READING PASSAGE |
--- --- ---

Buildings
Buckling Columns on NYC Pfizer HQ May Chill Broader Office-to-Residential Conversion Trend
There is history of safety violations at Manhattan project site, including penalties for unreported injuries

Streets remained closed surrounding the former headquarters building of pharmaceutical giant Pfizer in midtown Manhattan (seen at center) after July 7 emergency when structural columns were found to have buckled, during office-to-residential conversion under way..
Office-to-residential conversions have been picking up steam in large cities as older office buildings sit empty while housing demands rise—but the buckled-column emergency at developer Metro Loft's 235 E. 42nd Street project in New York City has potential to increase the risk profile of conversions as real estate investors reassess their involvement and risk appetite.
The conversion of the former Pfizer headquarters in midtown Manhattan is one of the largest office-to-residential conversion projects in the U.S. It involves both the Pfizer building, built in 1960, and an adjoining office tower built much earlier that was being added onto, with the goal to develop 1,600 rental apartments and amenities such as a rooftop pool and fitness center.

--- --- ---

DATA SECTION |
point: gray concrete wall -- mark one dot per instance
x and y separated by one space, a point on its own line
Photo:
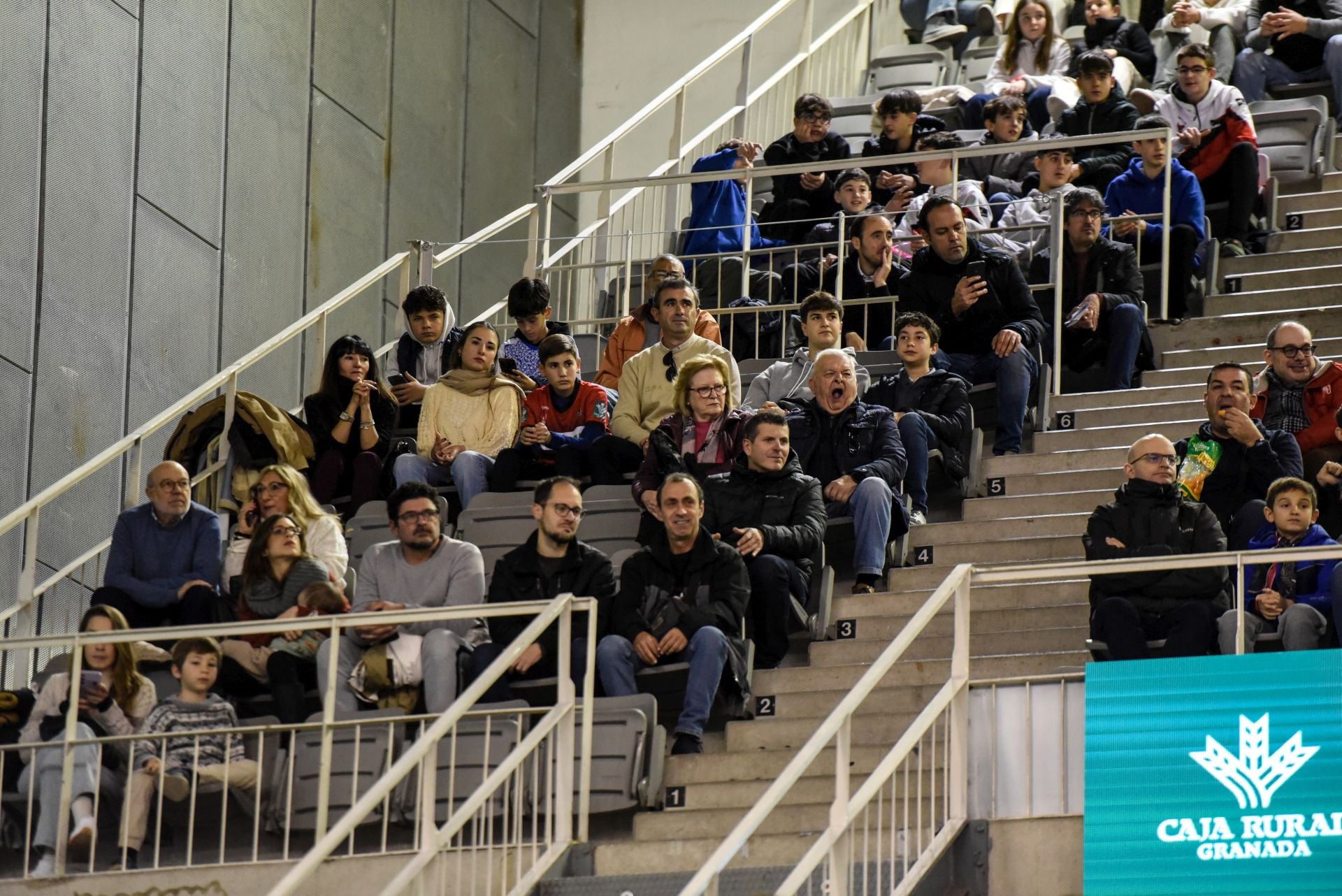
180 179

--- --- ---

YOUR OBJECTIVE |
Answer these questions from the article on the Pfizer headquarters conversion.
(a) Which developer is carrying out the 235 E. 42nd Street project?
(b) In what year was the Pfizer building constructed?
(c) How many rental apartments is the conversion meant to produce?

RESULT FOR THIS TASK |
(a) Metro Loft
(b) 1960
(c) 1,600